■ **SELECTED TEXT**

The UES region is a musculoskeletal valve made up of the cricopharyngeus muscle and the cricoid cartilage.
The LES is a muscular sphincter that relaxes to open and contracts to close. It is designed to keep food and stomach acid in the stomach to prevent reflux of backflow of food from the stomach into the esophagus.
Pharyngeal swallow in the infant
Similar to that of adults with two exceptions: laryngeal elevation is much reduced since the larynx is anatomically elevated under the tongue base and doesn’t need to move upward. Also, the posterior pharyngeal wall is often seen to move much further anteriorly.

■ **WORK INSTRUCTIONS**
**A)** According to the swallowing anatomy text, what two structures make up the UES region?
**B)** Extend the swallowing anatomy text past its last sentence.

■ **INFORMATION**
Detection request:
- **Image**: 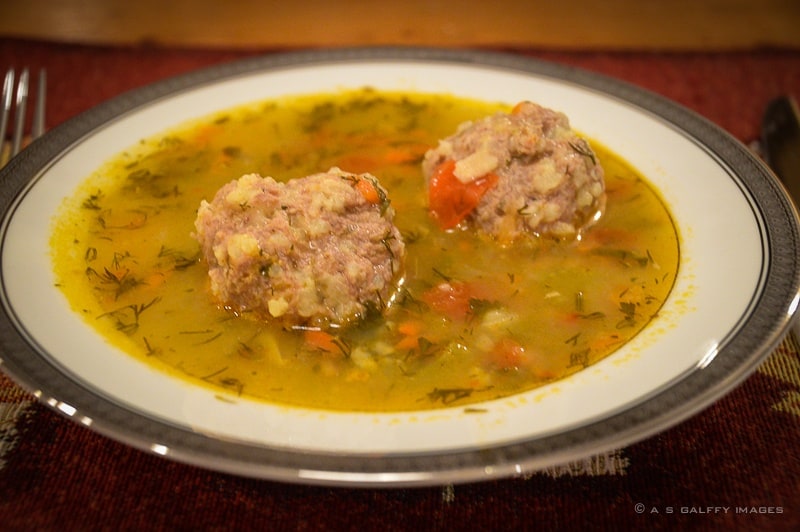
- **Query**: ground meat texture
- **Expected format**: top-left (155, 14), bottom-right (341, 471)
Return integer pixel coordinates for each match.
top-left (194, 168), bottom-right (405, 328)
top-left (422, 102), bottom-right (605, 241)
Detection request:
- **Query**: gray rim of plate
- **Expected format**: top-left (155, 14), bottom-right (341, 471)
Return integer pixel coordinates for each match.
top-left (0, 47), bottom-right (800, 487)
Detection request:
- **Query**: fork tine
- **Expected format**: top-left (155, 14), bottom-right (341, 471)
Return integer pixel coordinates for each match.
top-left (31, 69), bottom-right (47, 140)
top-left (11, 68), bottom-right (29, 157)
top-left (0, 68), bottom-right (14, 152)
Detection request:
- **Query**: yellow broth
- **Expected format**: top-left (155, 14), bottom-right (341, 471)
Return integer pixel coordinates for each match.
top-left (51, 89), bottom-right (679, 411)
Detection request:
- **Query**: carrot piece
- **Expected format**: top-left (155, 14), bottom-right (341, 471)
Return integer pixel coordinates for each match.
top-left (422, 282), bottom-right (473, 320)
top-left (428, 159), bottom-right (498, 229)
top-left (303, 329), bottom-right (341, 353)
top-left (395, 320), bottom-right (423, 349)
top-left (355, 179), bottom-right (381, 205)
top-left (490, 338), bottom-right (526, 369)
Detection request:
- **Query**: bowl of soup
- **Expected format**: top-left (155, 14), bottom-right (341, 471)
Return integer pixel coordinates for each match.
top-left (2, 49), bottom-right (799, 485)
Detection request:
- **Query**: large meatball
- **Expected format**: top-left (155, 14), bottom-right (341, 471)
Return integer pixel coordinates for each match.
top-left (422, 102), bottom-right (605, 241)
top-left (195, 168), bottom-right (405, 328)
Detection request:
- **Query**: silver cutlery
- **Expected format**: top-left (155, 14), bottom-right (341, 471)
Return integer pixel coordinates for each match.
top-left (0, 68), bottom-right (47, 167)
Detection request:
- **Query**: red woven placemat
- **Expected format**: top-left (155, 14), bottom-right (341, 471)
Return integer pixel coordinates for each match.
top-left (0, 40), bottom-right (800, 530)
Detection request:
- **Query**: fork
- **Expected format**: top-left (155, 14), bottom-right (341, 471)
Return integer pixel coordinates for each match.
top-left (0, 68), bottom-right (47, 167)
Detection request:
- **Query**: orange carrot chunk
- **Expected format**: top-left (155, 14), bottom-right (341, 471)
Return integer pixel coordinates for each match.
top-left (356, 179), bottom-right (381, 205)
top-left (428, 159), bottom-right (498, 229)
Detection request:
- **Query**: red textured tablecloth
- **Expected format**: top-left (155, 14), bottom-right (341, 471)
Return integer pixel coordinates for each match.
top-left (0, 39), bottom-right (800, 530)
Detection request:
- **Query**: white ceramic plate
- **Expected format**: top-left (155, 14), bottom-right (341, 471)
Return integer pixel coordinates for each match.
top-left (0, 49), bottom-right (800, 486)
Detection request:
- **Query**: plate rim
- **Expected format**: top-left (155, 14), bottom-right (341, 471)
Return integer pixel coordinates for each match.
top-left (0, 47), bottom-right (800, 487)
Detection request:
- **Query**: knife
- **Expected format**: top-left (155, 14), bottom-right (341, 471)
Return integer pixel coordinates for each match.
top-left (760, 96), bottom-right (800, 340)
top-left (761, 96), bottom-right (800, 207)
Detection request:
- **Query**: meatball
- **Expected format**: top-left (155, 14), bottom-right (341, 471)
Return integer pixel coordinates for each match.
top-left (422, 102), bottom-right (605, 241)
top-left (194, 168), bottom-right (405, 328)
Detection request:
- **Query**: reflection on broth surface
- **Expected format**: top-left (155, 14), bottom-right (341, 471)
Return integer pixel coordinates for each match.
top-left (51, 89), bottom-right (679, 411)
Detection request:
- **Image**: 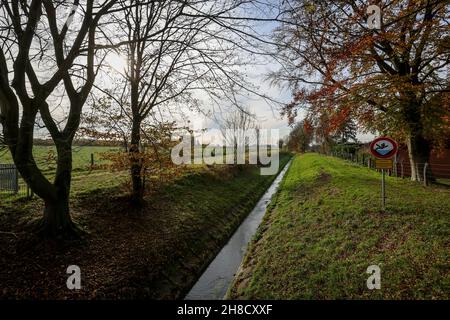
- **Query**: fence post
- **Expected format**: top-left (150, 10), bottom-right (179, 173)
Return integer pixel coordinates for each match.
top-left (14, 167), bottom-right (19, 194)
top-left (423, 162), bottom-right (428, 187)
top-left (400, 160), bottom-right (404, 179)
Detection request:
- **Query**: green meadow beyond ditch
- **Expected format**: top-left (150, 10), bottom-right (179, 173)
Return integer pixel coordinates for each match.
top-left (227, 154), bottom-right (450, 299)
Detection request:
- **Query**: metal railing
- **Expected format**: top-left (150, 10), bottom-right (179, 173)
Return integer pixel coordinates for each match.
top-left (331, 152), bottom-right (450, 186)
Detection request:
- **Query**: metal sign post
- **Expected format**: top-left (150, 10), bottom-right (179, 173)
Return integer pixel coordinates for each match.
top-left (370, 137), bottom-right (398, 211)
top-left (381, 169), bottom-right (386, 211)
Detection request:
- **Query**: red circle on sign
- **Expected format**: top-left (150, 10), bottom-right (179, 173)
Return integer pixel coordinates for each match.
top-left (370, 137), bottom-right (398, 159)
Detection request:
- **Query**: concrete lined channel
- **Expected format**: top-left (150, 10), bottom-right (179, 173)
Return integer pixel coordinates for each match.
top-left (185, 160), bottom-right (292, 300)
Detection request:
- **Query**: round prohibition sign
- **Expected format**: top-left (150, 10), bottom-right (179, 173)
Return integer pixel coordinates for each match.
top-left (370, 137), bottom-right (398, 159)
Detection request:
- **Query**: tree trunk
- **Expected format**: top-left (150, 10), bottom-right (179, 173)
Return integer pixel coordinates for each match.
top-left (403, 93), bottom-right (431, 181)
top-left (130, 119), bottom-right (144, 207)
top-left (407, 134), bottom-right (431, 181)
top-left (40, 141), bottom-right (78, 238)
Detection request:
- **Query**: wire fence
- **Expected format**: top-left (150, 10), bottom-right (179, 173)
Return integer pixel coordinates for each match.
top-left (0, 164), bottom-right (33, 199)
top-left (331, 152), bottom-right (450, 186)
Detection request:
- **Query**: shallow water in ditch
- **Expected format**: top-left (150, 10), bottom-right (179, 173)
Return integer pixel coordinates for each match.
top-left (185, 161), bottom-right (291, 300)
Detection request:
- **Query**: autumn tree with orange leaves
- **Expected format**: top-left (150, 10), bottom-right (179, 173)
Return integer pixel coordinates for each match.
top-left (271, 0), bottom-right (450, 180)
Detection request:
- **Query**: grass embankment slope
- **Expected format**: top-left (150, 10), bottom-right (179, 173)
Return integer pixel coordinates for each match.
top-left (229, 154), bottom-right (450, 299)
top-left (0, 155), bottom-right (289, 299)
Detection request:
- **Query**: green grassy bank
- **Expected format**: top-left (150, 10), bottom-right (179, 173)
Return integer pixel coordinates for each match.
top-left (228, 154), bottom-right (450, 299)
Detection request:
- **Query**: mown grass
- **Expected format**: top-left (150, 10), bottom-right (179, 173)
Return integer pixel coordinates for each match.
top-left (0, 154), bottom-right (290, 299)
top-left (229, 154), bottom-right (450, 299)
top-left (0, 146), bottom-right (127, 201)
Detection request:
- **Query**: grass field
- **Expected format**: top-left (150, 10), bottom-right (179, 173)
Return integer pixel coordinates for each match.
top-left (228, 154), bottom-right (450, 299)
top-left (0, 154), bottom-right (290, 299)
top-left (0, 146), bottom-right (127, 199)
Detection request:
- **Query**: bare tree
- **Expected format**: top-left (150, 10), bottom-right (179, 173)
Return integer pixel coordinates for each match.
top-left (92, 0), bottom-right (266, 206)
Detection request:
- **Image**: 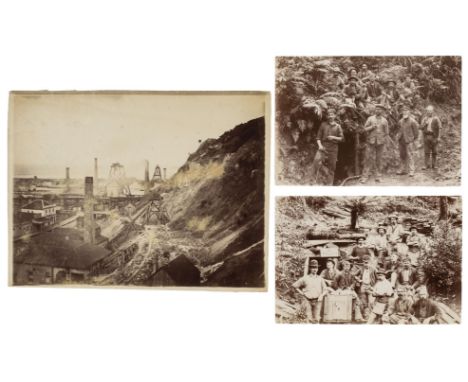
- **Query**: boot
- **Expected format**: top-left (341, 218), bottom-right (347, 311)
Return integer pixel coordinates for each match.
top-left (354, 306), bottom-right (366, 322)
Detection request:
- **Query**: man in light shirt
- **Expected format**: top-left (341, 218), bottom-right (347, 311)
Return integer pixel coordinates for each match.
top-left (421, 105), bottom-right (442, 170)
top-left (367, 270), bottom-right (393, 324)
top-left (293, 259), bottom-right (327, 324)
top-left (356, 256), bottom-right (377, 319)
top-left (369, 226), bottom-right (388, 265)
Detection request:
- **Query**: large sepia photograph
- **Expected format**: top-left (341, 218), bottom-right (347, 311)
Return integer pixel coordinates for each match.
top-left (275, 56), bottom-right (462, 186)
top-left (276, 196), bottom-right (462, 325)
top-left (9, 92), bottom-right (269, 290)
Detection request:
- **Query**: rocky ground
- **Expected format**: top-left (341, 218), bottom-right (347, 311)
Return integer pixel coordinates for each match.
top-left (275, 197), bottom-right (461, 322)
top-left (94, 118), bottom-right (265, 288)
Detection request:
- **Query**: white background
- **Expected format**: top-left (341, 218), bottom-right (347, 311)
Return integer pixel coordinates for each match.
top-left (0, 0), bottom-right (468, 381)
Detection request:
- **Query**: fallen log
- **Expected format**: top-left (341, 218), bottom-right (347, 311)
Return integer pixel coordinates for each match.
top-left (276, 299), bottom-right (297, 319)
top-left (321, 208), bottom-right (349, 219)
top-left (437, 301), bottom-right (461, 324)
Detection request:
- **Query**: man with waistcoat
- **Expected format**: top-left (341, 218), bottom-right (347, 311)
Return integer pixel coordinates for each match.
top-left (361, 104), bottom-right (388, 183)
top-left (421, 105), bottom-right (442, 170)
top-left (396, 105), bottom-right (419, 177)
top-left (293, 259), bottom-right (328, 324)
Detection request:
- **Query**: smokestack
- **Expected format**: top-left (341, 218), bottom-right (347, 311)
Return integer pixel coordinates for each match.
top-left (145, 160), bottom-right (149, 183)
top-left (94, 158), bottom-right (98, 183)
top-left (83, 176), bottom-right (95, 244)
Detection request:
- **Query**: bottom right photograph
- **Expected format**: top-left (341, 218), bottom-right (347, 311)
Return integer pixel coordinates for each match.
top-left (275, 196), bottom-right (462, 325)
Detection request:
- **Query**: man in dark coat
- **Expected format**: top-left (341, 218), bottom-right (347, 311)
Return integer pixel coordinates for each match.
top-left (412, 286), bottom-right (441, 324)
top-left (421, 105), bottom-right (442, 170)
top-left (311, 109), bottom-right (344, 186)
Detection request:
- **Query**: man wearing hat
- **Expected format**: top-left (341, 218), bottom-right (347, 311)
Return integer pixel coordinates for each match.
top-left (369, 225), bottom-right (388, 265)
top-left (387, 214), bottom-right (405, 251)
top-left (351, 237), bottom-right (374, 263)
top-left (358, 64), bottom-right (373, 81)
top-left (381, 79), bottom-right (400, 107)
top-left (392, 257), bottom-right (416, 290)
top-left (421, 105), bottom-right (442, 169)
top-left (396, 105), bottom-right (419, 177)
top-left (356, 256), bottom-right (377, 319)
top-left (343, 75), bottom-right (362, 102)
top-left (320, 259), bottom-right (339, 288)
top-left (367, 269), bottom-right (394, 324)
top-left (412, 286), bottom-right (442, 324)
top-left (406, 226), bottom-right (422, 268)
top-left (293, 259), bottom-right (327, 324)
top-left (361, 104), bottom-right (388, 183)
top-left (335, 260), bottom-right (364, 322)
top-left (367, 74), bottom-right (382, 100)
top-left (311, 108), bottom-right (344, 186)
top-left (388, 288), bottom-right (419, 324)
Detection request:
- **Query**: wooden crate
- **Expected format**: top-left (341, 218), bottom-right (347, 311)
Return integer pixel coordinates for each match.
top-left (323, 295), bottom-right (353, 323)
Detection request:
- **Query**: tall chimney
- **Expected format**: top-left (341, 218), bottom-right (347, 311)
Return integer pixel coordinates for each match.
top-left (83, 176), bottom-right (96, 244)
top-left (145, 160), bottom-right (149, 183)
top-left (94, 158), bottom-right (98, 183)
top-left (65, 167), bottom-right (70, 192)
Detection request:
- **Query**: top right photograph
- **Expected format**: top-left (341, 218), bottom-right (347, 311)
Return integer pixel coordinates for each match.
top-left (275, 56), bottom-right (462, 186)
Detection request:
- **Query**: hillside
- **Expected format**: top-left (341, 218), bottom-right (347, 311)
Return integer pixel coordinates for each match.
top-left (100, 118), bottom-right (265, 287)
top-left (276, 56), bottom-right (461, 186)
top-left (275, 196), bottom-right (462, 319)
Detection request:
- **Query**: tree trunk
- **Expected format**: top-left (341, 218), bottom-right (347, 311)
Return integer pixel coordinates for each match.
top-left (439, 196), bottom-right (448, 220)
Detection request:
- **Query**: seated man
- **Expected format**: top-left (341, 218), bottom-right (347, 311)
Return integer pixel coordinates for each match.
top-left (392, 257), bottom-right (416, 290)
top-left (292, 259), bottom-right (328, 324)
top-left (412, 286), bottom-right (442, 324)
top-left (367, 269), bottom-right (393, 324)
top-left (320, 259), bottom-right (340, 289)
top-left (351, 237), bottom-right (374, 263)
top-left (335, 260), bottom-right (364, 322)
top-left (387, 287), bottom-right (419, 324)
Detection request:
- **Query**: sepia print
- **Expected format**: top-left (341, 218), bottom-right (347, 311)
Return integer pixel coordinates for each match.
top-left (276, 56), bottom-right (461, 186)
top-left (276, 196), bottom-right (462, 324)
top-left (9, 92), bottom-right (269, 290)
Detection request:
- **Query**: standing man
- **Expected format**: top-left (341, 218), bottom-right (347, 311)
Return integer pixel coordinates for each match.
top-left (361, 104), bottom-right (388, 183)
top-left (336, 260), bottom-right (364, 322)
top-left (412, 286), bottom-right (442, 324)
top-left (293, 259), bottom-right (327, 324)
top-left (421, 105), bottom-right (442, 170)
top-left (370, 226), bottom-right (388, 266)
top-left (397, 105), bottom-right (419, 177)
top-left (367, 270), bottom-right (393, 324)
top-left (387, 214), bottom-right (405, 252)
top-left (356, 256), bottom-right (377, 319)
top-left (320, 259), bottom-right (340, 289)
top-left (311, 109), bottom-right (344, 186)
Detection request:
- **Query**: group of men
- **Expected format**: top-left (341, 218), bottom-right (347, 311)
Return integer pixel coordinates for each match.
top-left (311, 64), bottom-right (442, 185)
top-left (293, 215), bottom-right (441, 324)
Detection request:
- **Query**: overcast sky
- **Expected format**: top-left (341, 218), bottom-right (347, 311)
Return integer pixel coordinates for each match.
top-left (10, 93), bottom-right (265, 179)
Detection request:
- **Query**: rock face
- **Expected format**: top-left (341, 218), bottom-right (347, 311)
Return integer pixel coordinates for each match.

■ **TASK-BY-TASK ANSWERS**
**A)** The cricopharyngeus muscle and the cricoid cartilage.

**B)**
Changes in oropharyngeal swallow physiology noted in normals over 60
They tend to more frequently hold the bolus on the floor of mouth and pick it up with the tongue tip as the oral stage of swallow is initiated (i.e. dipper swallow). The oral stage of swallowing is slightly longer as is the normal delay in triggering the pharyngeal swallow. Very small increase in the frequency and extent of oral or pharyngeal residue. Penetration of material into the laryngeal vestibule is reported as increasing in frequency with age, but no increase in aspiration in normal adults. Esophageal function deteriorates more significantly with age so that esophageal transit and clearance are slower and less efficient.
Excess laryngeal and hyoid movement(the difference between necessary movement and actual motion).
Reduction in reserve with age
Reduction in reserve and flexibility in neuromuscular control has been found to characterize normal aging of the motor system. These characteristics put the older people at increased risk for developing swallowing problems if they become physically weak.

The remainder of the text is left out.